Written task: Omit every picture and output the rest of the records exactly as they are.

Source records:
#####

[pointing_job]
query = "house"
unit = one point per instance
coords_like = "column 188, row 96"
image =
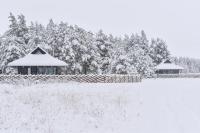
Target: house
column 37, row 62
column 167, row 67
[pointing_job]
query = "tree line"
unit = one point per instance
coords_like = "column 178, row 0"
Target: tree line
column 85, row 52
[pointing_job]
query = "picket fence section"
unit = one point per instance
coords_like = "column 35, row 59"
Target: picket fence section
column 182, row 75
column 74, row 78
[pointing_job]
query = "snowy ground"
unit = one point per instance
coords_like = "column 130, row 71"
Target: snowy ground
column 153, row 106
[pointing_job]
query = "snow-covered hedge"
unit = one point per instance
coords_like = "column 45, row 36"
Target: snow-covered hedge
column 29, row 79
column 183, row 75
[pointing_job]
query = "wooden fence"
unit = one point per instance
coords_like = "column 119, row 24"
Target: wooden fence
column 73, row 78
column 182, row 75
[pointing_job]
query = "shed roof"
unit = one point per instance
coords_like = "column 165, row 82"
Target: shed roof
column 38, row 57
column 168, row 65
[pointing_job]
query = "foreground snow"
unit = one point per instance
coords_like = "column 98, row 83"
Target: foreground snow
column 153, row 106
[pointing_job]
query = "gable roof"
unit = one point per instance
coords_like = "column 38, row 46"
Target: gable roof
column 38, row 57
column 168, row 65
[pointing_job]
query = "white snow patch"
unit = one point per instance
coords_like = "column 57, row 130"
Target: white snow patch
column 153, row 106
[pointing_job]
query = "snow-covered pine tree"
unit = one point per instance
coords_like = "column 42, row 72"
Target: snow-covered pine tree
column 138, row 56
column 105, row 52
column 159, row 50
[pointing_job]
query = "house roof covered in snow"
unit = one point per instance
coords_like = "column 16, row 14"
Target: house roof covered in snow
column 168, row 65
column 38, row 57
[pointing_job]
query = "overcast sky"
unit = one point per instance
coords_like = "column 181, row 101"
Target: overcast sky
column 175, row 21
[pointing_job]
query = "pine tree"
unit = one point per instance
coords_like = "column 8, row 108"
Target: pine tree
column 159, row 51
column 105, row 52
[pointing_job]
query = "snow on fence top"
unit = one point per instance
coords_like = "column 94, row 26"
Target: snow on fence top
column 38, row 57
column 167, row 65
column 68, row 78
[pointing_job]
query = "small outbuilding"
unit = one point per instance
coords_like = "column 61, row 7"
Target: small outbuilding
column 167, row 67
column 37, row 62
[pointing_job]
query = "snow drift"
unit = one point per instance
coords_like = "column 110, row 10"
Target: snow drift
column 154, row 106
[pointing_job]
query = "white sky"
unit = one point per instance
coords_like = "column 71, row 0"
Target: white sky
column 176, row 21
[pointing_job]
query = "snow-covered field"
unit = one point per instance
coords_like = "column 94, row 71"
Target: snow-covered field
column 153, row 106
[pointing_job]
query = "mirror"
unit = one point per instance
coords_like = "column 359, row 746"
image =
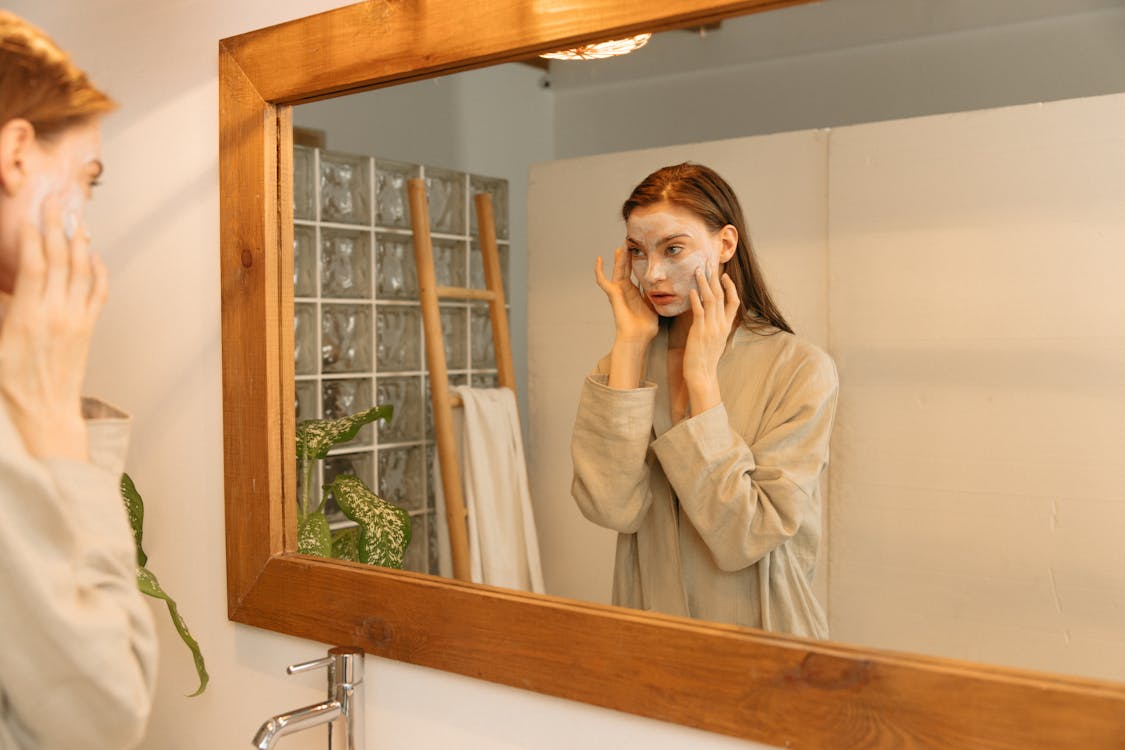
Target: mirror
column 649, row 665
column 502, row 119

#####

Task response:
[pointing_job]
query = "house"
unit = one point per instance
coords_like = "column 188, row 96"
image =
Target: house
column 37, row 62
column 167, row 67
[pointing_job]
query = "tree line"
unit = one point per instance
coords_like = "column 178, row 0"
Target: tree line
column 85, row 52
[pointing_job]
query = "picket fence section"
unit = one point per instance
coords_like = "column 35, row 59"
Target: picket fence section
column 182, row 75
column 74, row 78
[pointing_job]
query = "snowy ground"
unit = one point per instance
coords_like = "column 130, row 71"
Target: snowy ground
column 153, row 106
[pointing_job]
query = "snow-covered hedge"
unit = one point per instance
coords_like = "column 45, row 36"
Target: snow-covered hedge
column 29, row 79
column 183, row 75
[pointing_job]
query = "wooden fence"
unit = one point per instance
coords_like = "column 119, row 24"
Target: wooden fence
column 73, row 78
column 182, row 75
[pointing_job]
query = "shed roof"
unit = one point per instance
coords_like = "column 165, row 82"
Target: shed roof
column 38, row 57
column 168, row 65
[pointing_job]
query = "foreground snow"
unit = one point per instance
coords_like = "column 98, row 83"
Target: foreground snow
column 153, row 106
[pointing_job]
query = "gable roof"
unit = one point per instance
coords_like = "column 38, row 46"
Target: gable roof
column 38, row 57
column 168, row 65
[pointing_job]
query = "white snow patch"
unit = one point per instance
coords_like = "column 57, row 130"
Target: white snow patch
column 153, row 106
[pointing_job]
query = "snow-covered pine tree"
unit = one point per instance
coords_like = "column 42, row 72"
Target: snow-covered pine tree
column 138, row 56
column 105, row 52
column 159, row 50
[pointing_job]
query = "house roof covered in snow"
unit = one point per instance
coords_like = "column 16, row 14"
Target: house roof covered in snow
column 168, row 65
column 38, row 57
[pointing_job]
query = "overcast sky"
unit = one point per instance
coords_like = "column 181, row 101"
Target: overcast sky
column 175, row 21
[pointing_job]
query = "pine tree"
unit = one point per instance
coords_like = "column 8, row 108"
Target: pine tree
column 159, row 51
column 105, row 52
[pointing_job]
query = "snow on fence top"
unit = one point per instance
coords_like = "column 94, row 26"
Target: snow on fence top
column 38, row 57
column 167, row 65
column 68, row 78
[pointing_job]
query = "small outbuilding"
unit = one point per instance
coords_like = "column 61, row 7"
Target: small outbuilding
column 167, row 67
column 37, row 62
[pointing_job]
query = "snow drift"
unit = one point per instance
coords_like = "column 110, row 10"
Target: snow drift
column 154, row 106
[pointing_job]
query = "white sky"
unit = one point per instance
coords_like = "column 71, row 0"
Target: white sky
column 176, row 21
[pointing_job]
query = "snow-covered field"
unit = one point per instance
coords_like = "column 94, row 71"
Target: snow-covered field
column 153, row 106
[pointing_job]
query = "mirror"
unit = one point per instance
coords_like = "column 359, row 746"
image =
Target: mirror
column 649, row 665
column 502, row 119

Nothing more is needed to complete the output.